_TEXT SHOWN_

»»

Giving Thanks for Pinksocks Today and Every Day….celebrating the book!

Giving Thanks for Pinksocks Today and Every Day….celebrating the book!

HealthPopuli.com – Read More

As today is Thanksgiving in America, my tradition here on Health Populi is to express gratitude for some aspect of life and living, Most often, I’ve referred to the Engage With Grace Project which reminds us to be mindful of our and our loved ones’ end-of-life wishes as we convene around the big table today with our families and friends over big food and drink.

 

 

 

 

 

 

 

 

See here for more on Engage With Grace, a project for which I’m most grateful for launching by Alexandra Drane and Matthew Holt

For today’s gratitude message, I’m turning Pink as in Pinksocks, grateful for the launch of the book and for the movement itself.

I am the grateful owner/wearer/donner of several pairs of Pinksocks, first given to me by Nick Adkins, co-founder of the project.

 

 

 

 

 

 

 

 

 

Over the years, I’ve purchased socks to gift people in my own work-journey, to clients and colleagues and friends with whom the Pinksocks mission resonates every time.

That is, to Love More.

Nick and Pinksocks community members appear at virtually every health care conference, pre-announcing a meet-up at some local bar or diner or other convening place whether during HIMSS, HLTH, JP Morgan, VIVE, and so on.

The most recent Pinksocks meet-up I attended was in April 2023 at a wonderful pub in greater London, the Babel Beerhouse. Nick organized quite an international group of health care academics, researchers, thinkers and doers for the date: it was wonderful to catch up with health care raconteaur Roy Lilley, with Dr. Shafi Ahmed, with Krissie Stiles who is an expert on childhood burns and prevention, and of course, with Nick himself.

 

 

 

 

 

 

 

The publication of the book earlier this month by Nick, which chronicles “how a pair of socks became a symbol of love and connection,” seems the perfect topic to cover this Thanksgiving 2025.

Jane S-K: I asked Nick about the origin story of Pinksocks. Of all the logos or images to capture the joy, why the moustache?

Nick: The OG origin story of Pinksocks goes back to June 2012 in Portland, Oregon, the day I stopped wearing pants and started wearing kilts. When you wear a kilt every day, you realize your socks become part of your personality. So I built a sock drawer full of fun, funky knee-high socks: T-Rexes, cupcakes, unicorns, robot monkeys, Sasquatch, rainbows, nothing but fun funky socks. But the pair that always got the most comments, the most “Hey, I love your socks!” were these bright pink knee-highs covered in black handlebar mustaches. Every time someone noticed them, it opened a conversation. It wasn’t about fashion, it was an invitation to connect. That’s really how Pinksocks started: noticing each other, connecting, seeing another human and saying, “It’s good to see you!” Long before it was a movement, it was just Pinksocks and a smile.

««

_PROBLEMS TO WORK ON_
[a] According to the Pinksocks post, where and when does the origin story of Pinksocks begin?
[b] Reproduce the Pinksocks post from "See here for" to "of the project.", both ends included.

_PROVIDED RECORDS_

»»

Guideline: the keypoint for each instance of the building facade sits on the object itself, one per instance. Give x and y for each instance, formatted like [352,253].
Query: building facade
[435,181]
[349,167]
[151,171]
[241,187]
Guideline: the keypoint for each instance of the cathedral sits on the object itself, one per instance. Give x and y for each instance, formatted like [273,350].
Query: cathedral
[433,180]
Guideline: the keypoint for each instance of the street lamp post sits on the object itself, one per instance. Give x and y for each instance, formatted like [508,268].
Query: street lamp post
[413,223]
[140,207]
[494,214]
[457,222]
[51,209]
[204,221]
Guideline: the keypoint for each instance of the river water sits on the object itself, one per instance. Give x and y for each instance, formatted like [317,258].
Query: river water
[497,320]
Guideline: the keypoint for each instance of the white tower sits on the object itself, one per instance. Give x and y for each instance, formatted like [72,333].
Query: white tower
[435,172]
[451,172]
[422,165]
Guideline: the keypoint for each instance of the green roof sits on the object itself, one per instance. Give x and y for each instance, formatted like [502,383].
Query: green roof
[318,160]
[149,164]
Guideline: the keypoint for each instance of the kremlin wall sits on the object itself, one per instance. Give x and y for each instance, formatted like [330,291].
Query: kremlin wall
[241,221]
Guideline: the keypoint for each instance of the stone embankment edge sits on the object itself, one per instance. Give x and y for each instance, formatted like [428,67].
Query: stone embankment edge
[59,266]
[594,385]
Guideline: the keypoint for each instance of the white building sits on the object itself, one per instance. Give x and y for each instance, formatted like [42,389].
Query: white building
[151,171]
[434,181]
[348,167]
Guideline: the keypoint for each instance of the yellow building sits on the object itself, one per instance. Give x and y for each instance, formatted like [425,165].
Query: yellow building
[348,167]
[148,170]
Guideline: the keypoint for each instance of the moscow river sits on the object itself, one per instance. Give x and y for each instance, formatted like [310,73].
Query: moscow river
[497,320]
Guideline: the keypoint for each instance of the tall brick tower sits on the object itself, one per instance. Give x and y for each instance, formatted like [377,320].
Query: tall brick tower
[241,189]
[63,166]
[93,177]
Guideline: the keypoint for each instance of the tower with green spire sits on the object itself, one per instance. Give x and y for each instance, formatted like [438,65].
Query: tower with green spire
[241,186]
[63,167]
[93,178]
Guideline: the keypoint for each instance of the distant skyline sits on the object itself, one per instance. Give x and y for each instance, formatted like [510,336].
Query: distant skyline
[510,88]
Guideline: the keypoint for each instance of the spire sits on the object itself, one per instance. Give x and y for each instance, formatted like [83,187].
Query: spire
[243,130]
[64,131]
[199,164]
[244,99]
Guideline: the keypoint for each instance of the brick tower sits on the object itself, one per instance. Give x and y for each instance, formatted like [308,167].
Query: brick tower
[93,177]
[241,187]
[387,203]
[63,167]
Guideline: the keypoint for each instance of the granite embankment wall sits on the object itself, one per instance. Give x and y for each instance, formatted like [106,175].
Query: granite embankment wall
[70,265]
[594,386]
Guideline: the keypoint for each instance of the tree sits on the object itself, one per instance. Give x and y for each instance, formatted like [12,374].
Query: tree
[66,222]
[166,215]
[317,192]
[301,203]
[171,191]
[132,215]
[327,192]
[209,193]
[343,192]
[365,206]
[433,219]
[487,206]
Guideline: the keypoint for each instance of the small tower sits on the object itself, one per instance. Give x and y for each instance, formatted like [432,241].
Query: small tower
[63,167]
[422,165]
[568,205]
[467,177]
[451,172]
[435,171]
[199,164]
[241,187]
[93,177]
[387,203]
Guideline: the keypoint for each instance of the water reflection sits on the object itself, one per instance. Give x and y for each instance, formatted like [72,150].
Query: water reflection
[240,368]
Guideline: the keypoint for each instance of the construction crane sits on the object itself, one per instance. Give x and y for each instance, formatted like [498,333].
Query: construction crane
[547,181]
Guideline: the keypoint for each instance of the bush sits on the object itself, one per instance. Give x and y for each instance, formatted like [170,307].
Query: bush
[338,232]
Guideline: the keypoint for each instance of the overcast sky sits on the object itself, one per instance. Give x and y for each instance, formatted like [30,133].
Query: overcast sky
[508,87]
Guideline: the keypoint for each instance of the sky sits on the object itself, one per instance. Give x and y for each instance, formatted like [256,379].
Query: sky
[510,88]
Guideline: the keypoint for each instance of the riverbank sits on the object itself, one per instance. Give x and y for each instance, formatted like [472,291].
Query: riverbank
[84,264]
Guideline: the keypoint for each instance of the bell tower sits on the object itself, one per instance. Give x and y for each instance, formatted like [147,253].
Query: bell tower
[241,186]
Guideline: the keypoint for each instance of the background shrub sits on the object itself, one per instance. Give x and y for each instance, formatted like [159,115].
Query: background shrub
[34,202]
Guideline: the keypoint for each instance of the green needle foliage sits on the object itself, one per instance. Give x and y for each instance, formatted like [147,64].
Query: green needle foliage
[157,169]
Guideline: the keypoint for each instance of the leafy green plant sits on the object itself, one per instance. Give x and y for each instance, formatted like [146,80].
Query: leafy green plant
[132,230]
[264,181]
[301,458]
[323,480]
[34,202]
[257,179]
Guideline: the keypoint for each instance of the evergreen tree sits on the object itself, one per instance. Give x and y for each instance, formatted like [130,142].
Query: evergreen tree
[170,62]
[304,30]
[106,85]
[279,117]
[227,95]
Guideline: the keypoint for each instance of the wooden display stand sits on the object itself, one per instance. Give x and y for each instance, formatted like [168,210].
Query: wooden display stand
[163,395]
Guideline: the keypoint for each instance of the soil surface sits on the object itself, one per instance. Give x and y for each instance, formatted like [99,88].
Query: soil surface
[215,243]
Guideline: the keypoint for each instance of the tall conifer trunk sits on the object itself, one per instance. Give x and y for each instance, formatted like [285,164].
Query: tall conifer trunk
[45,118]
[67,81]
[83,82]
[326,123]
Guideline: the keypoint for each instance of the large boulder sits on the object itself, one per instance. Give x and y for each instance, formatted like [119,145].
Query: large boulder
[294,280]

««

_ANSWERS GIVEN_
[a] June 2012 in Portland, Oregon

[b]
See here for more on Engage With Grace, a project for which I’m most grateful for launching by Alexandra Drane and Matthew Holt

For today’s gratitude message, I’m turning Pink as in Pinksocks, grateful for the launch of the book and for the movement itself.

I am the grateful owner/wearer/donner of several pairs of Pinksocks, first given to me by Nick Adkins, co-founder of the project.